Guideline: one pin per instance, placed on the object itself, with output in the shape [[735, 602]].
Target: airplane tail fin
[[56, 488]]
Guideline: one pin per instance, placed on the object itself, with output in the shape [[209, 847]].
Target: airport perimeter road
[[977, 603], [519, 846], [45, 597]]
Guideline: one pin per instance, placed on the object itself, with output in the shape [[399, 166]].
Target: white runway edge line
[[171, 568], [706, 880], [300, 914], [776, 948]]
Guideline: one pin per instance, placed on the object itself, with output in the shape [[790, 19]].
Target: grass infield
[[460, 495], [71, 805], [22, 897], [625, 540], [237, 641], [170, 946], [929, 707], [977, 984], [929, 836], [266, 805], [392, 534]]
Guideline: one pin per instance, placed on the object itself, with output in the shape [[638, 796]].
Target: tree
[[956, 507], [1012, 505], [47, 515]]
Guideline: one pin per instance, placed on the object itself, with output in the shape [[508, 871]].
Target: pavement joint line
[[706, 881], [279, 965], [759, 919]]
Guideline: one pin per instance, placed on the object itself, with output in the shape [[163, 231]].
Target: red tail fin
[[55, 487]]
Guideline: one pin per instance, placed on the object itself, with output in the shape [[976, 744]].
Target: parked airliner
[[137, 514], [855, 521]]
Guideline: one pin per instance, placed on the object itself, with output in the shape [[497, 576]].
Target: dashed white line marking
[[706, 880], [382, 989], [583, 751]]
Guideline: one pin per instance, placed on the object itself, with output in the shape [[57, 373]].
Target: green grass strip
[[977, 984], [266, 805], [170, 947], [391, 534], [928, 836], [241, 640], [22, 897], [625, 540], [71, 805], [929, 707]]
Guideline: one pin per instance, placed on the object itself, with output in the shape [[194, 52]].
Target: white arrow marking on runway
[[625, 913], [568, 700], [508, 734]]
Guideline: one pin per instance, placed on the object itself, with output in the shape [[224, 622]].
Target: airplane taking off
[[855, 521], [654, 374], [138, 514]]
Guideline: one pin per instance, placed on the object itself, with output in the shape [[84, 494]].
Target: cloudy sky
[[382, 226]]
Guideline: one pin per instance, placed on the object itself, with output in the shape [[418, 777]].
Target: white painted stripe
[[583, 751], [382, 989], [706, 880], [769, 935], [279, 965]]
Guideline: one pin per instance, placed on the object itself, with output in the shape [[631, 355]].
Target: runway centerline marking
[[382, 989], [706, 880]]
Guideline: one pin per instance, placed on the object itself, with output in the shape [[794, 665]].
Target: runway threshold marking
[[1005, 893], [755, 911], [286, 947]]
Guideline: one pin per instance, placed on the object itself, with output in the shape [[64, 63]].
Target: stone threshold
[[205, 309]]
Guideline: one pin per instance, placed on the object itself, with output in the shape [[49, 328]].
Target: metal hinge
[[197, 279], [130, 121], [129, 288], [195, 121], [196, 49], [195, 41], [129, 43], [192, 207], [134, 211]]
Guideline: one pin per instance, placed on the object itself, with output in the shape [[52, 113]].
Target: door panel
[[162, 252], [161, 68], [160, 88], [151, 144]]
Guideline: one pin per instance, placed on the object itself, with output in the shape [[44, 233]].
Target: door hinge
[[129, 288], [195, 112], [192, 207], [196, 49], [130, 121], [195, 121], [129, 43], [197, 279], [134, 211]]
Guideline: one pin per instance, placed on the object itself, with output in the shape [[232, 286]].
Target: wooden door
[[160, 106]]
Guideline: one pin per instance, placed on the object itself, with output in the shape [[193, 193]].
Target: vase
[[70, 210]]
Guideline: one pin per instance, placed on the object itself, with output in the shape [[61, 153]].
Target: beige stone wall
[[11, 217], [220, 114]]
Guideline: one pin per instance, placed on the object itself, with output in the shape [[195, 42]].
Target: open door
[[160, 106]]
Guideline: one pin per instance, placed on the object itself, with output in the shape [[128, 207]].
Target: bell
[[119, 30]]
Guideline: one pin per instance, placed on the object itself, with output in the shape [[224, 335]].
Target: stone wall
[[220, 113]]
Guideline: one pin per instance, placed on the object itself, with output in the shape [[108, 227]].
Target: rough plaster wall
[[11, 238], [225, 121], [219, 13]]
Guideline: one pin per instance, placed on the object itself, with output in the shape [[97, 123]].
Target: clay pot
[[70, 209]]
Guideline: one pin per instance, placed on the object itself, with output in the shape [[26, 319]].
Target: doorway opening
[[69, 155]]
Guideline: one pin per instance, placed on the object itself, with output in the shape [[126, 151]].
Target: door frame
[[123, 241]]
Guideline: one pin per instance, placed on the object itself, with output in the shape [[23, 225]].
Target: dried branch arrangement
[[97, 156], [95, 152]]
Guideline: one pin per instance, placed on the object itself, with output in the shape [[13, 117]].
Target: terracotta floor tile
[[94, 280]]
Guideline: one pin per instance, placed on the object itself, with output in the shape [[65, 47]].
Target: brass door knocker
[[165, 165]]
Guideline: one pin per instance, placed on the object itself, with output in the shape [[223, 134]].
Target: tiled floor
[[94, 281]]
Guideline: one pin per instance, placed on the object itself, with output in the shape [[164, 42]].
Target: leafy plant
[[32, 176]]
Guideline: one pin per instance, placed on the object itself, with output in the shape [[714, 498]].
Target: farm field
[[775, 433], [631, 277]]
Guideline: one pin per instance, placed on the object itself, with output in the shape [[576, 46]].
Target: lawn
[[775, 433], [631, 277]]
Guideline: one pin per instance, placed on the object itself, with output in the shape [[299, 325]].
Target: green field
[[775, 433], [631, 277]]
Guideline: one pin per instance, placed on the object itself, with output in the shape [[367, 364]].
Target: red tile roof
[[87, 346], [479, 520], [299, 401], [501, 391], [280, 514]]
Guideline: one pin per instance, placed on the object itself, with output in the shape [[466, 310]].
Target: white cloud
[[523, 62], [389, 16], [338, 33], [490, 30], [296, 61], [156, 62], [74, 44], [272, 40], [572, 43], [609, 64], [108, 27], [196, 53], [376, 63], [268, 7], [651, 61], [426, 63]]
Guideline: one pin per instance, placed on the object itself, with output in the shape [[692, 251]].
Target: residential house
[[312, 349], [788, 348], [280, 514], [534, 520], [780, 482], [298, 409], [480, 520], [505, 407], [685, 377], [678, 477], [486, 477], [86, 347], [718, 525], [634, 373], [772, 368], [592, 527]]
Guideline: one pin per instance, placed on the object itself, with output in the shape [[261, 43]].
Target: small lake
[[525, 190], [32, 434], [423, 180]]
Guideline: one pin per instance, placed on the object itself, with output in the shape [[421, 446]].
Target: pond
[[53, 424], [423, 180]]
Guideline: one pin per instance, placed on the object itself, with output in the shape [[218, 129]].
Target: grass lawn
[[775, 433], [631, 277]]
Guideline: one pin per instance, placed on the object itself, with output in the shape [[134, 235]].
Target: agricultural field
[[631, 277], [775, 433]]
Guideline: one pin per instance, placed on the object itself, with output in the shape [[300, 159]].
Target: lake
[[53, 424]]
════════════════
上のエントリを全行にわたり、1行を1つの文字列とするJSONのリストとして表せ。空行は含めない。

__解答全文__
[
  "Guideline: one pin per instance, placed on the object itself, with output in the shape [[735, 602]].",
  "Target: airplane tail fin",
  "[[56, 488]]",
  "Guideline: one pin per instance, placed on the object itself, with output in the shape [[209, 847]].",
  "Target: airport perimeter road",
  "[[977, 603], [519, 846], [45, 597]]",
  "Guideline: one pin per instance, placed on the object itself, with output in the shape [[399, 166]].",
  "Target: white runway edge line",
  "[[171, 568], [706, 880], [300, 914], [776, 948]]",
  "Guideline: one pin per instance, placed on the object itself, with output in the shape [[790, 19]].",
  "Target: grass infield",
  "[[460, 495], [71, 805], [22, 897], [625, 540], [237, 641], [170, 946], [929, 707], [977, 984], [929, 836], [266, 805], [392, 534]]",
  "Guideline: one pin per instance, placed on the object itself, with output in the shape [[638, 796]].",
  "Target: tree",
  "[[956, 507], [1012, 505], [47, 515]]",
  "Guideline: one pin per instance, placed on the object itself, with output in the shape [[508, 871]].",
  "Target: pavement joint line",
  "[[706, 881], [279, 965], [759, 919]]",
  "Guideline: one pin per instance, placed on the object itself, with output in the shape [[163, 231]].",
  "Target: red tail fin",
  "[[55, 487]]",
  "Guideline: one pin per instance, placed on the object itself, with output in the shape [[976, 744]].",
  "Target: parked airliner",
  "[[137, 514], [855, 521]]",
  "Guideline: one pin per instance, placed on the object itself, with output in the shape [[497, 576]].",
  "Target: dashed white line marking",
  "[[706, 880], [382, 989], [583, 751]]",
  "Guideline: one pin per instance, placed on the object itself, with output in the shape [[57, 373]].",
  "Target: green grass strip",
  "[[977, 984], [266, 805], [170, 947], [391, 534], [928, 836], [241, 640], [22, 897], [625, 540], [71, 805], [929, 707]]",
  "Guideline: one pin per instance, placed on the object itself, with output in the shape [[194, 52]].",
  "Target: white arrow marking on runway",
  "[[625, 913], [568, 700], [508, 734]]",
  "Guideline: one pin per instance, placed on the object itself, with output in the shape [[224, 622]].",
  "Target: airplane taking off",
  "[[855, 521], [654, 374], [138, 514]]",
  "Guideline: one pin per instance, placed on the object itself, with output in the shape [[84, 494]].",
  "Target: cloudy sky",
  "[[382, 226]]",
  "Guideline: one pin per instance, placed on the object itself, with output in the shape [[418, 777]].",
  "Target: white painted stripe",
  "[[583, 751], [382, 989], [706, 880], [769, 935], [279, 965]]",
  "Guideline: one pin per instance, placed on the object itself, with output in the shape [[631, 355]].",
  "Target: runway centerline marking",
  "[[382, 989], [706, 880]]",
  "Guideline: one pin per instance, placed on the object itself, with output in the shape [[794, 665]].",
  "Target: runway threshold marking",
  "[[1005, 893], [755, 911], [286, 947]]",
  "Guideline: one pin per instance, placed on the object itself, with output in the shape [[64, 63]].",
  "Target: stone threshold",
  "[[205, 309]]",
  "Guideline: one pin per instance, placed on the object itself, with output in the shape [[49, 328]].",
  "Target: metal hinge",
  "[[197, 279], [130, 121], [129, 288], [195, 121], [196, 49], [195, 41], [129, 43], [192, 207], [134, 211]]",
  "Guideline: one pin per instance, placed on the object itself, with output in the shape [[52, 113]].",
  "Target: door panel",
  "[[162, 252], [161, 68], [160, 88], [151, 144]]",
  "Guideline: one pin per instance, placed on the object itself, with output in the shape [[44, 233]].",
  "Target: door hinge",
  "[[129, 288], [195, 112], [192, 207], [196, 49], [130, 121], [195, 121], [129, 43], [197, 279], [134, 211]]",
  "Guideline: one pin per instance, placed on the object itself, with output in the shape [[232, 286]].",
  "Target: wooden door",
  "[[160, 106]]",
  "Guideline: one pin per instance, placed on the object itself, with output in the shape [[193, 193]].",
  "Target: vase",
  "[[70, 210]]",
  "Guideline: one pin per instance, placed on the object itself, with output in the shape [[61, 153]].",
  "Target: beige stone wall",
  "[[11, 217], [220, 114]]",
  "Guideline: one pin per instance, placed on the object itself, with output in the shape [[195, 42]].",
  "Target: open door",
  "[[160, 106]]",
  "Guideline: one pin per instance, placed on the object itself, with output in the shape [[128, 207]].",
  "Target: bell",
  "[[119, 30]]",
  "Guideline: one pin per instance, placed on the object itself, with output in the shape [[224, 335]].",
  "Target: stone wall",
  "[[220, 113]]",
  "Guideline: one pin per instance, placed on the object itself, with output in the shape [[108, 227]].",
  "Target: rough plaster wall",
  "[[11, 238], [225, 121], [219, 13]]",
  "Guideline: one pin per instance, placed on the object itself, with output in the shape [[97, 123]].",
  "Target: clay pot",
  "[[70, 209]]",
  "Guideline: one pin per instance, placed on the object itself, with output in the shape [[26, 319]].",
  "Target: doorway opening",
  "[[69, 155]]",
  "Guideline: one pin per instance, placed on the object itself, with output in the shape [[126, 151]].",
  "Target: door frame",
  "[[123, 241]]",
  "Guideline: one pin per instance, placed on the object itself, with output in the shape [[23, 225]].",
  "Target: dried branch arrangement",
  "[[97, 156], [95, 152]]",
  "Guideline: one pin per instance, placed on the object itself, with output in the shape [[13, 117]].",
  "Target: terracotta floor tile",
  "[[94, 280]]",
  "Guideline: one pin per instance, placed on the object itself, with output in the shape [[65, 47]].",
  "Target: brass door knocker",
  "[[165, 165]]",
  "Guideline: one pin per instance, placed on the object itself, with output in the shape [[223, 134]].",
  "Target: tiled floor",
  "[[94, 281]]",
  "Guideline: one pin per instance, placed on the object itself, with output in the shape [[164, 42]].",
  "Target: leafy plant",
  "[[32, 176]]",
  "Guideline: one pin per instance, placed on the object itself, with output in the shape [[714, 498]].",
  "Target: farm field",
  "[[775, 433], [631, 277]]",
  "Guideline: one pin per instance, placed on the object itself, with output in the shape [[576, 46]].",
  "Target: lawn",
  "[[775, 433], [631, 277]]",
  "Guideline: one pin per instance, placed on the object itself, with output in the shape [[299, 325]].",
  "Target: green field",
  "[[775, 433], [631, 277]]",
  "Guideline: one pin per instance, placed on the object itself, with output in the shape [[367, 364]].",
  "Target: red tile roof",
  "[[87, 346], [479, 520], [299, 401], [501, 391], [280, 514]]",
  "Guideline: one pin per instance, placed on the object itself, with output in the shape [[466, 310]].",
  "Target: white cloud",
  "[[523, 62], [389, 16], [338, 33], [490, 30], [296, 61], [156, 62], [74, 44], [272, 40], [572, 43], [609, 64], [108, 27], [196, 53], [376, 63], [268, 7], [651, 61], [426, 63]]",
  "Guideline: one pin per instance, placed on the object itself, with output in the shape [[692, 251]].",
  "Target: residential house",
  "[[312, 349], [788, 348], [280, 514], [534, 520], [780, 482], [298, 409], [480, 520], [505, 407], [685, 377], [678, 477], [486, 477], [86, 347], [718, 525], [634, 373], [772, 368], [592, 527]]",
  "Guideline: one pin per instance, placed on the object itself, with output in the shape [[261, 43]].",
  "Target: small lake",
  "[[525, 190], [32, 434], [423, 180]]",
  "Guideline: one pin per instance, placed on the object itself, with output in the shape [[421, 446]].",
  "Target: pond",
  "[[53, 424], [423, 180]]",
  "Guideline: one pin per instance, placed on the object itself, with output in the shape [[218, 129]].",
  "Target: grass lawn",
  "[[775, 433], [631, 277]]",
  "Guideline: one pin per instance, placed on the object itself, with output in the shape [[134, 235]].",
  "Target: agricultural field",
  "[[631, 277], [775, 433]]",
  "Guideline: one pin per instance, placed on the object itself, with output in the shape [[300, 159]].",
  "Target: lake",
  "[[53, 424]]"
]